┌────────

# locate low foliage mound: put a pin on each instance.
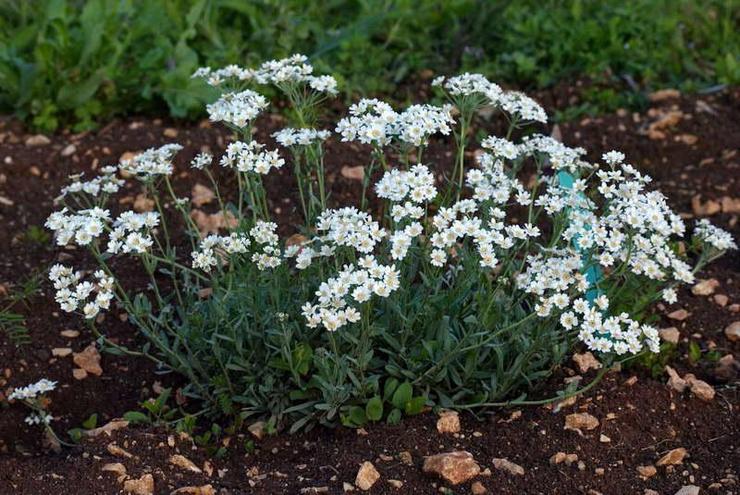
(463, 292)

└────────
┌────────

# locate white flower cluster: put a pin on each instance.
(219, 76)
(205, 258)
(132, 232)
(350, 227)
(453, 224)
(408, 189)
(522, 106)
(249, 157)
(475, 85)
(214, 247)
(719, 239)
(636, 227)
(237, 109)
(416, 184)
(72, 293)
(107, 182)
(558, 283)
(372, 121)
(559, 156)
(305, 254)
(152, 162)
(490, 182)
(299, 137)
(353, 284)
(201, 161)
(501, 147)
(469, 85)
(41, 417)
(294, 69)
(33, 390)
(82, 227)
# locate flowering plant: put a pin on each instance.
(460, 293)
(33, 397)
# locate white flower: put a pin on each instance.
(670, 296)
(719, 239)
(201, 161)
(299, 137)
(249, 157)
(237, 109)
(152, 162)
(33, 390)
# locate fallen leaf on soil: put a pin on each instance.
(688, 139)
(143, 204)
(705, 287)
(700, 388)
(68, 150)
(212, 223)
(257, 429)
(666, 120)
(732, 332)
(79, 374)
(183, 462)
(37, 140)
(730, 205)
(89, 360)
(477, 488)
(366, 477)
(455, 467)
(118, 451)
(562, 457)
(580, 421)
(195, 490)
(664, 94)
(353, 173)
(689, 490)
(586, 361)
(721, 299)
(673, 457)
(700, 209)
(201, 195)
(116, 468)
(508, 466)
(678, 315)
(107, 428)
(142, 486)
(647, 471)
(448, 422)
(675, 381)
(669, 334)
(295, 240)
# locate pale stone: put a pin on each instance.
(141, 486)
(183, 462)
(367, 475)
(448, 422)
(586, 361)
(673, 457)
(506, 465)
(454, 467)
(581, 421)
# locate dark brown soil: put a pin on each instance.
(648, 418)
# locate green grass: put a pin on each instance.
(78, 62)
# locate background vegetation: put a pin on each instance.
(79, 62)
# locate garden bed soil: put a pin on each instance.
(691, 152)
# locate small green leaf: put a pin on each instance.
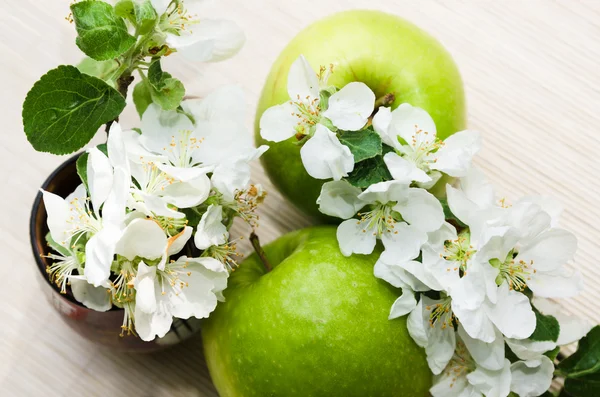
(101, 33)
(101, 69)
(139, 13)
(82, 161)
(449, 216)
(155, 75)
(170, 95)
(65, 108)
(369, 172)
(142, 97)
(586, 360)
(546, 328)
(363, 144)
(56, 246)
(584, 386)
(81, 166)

└────────

### Work to do
Pull out every line from the rows above that contains the word "green" and copy each one in full.

### Solved problem
# locate green grass: put a pin on each instance.
# locate small green leaf: put a pin on each instance.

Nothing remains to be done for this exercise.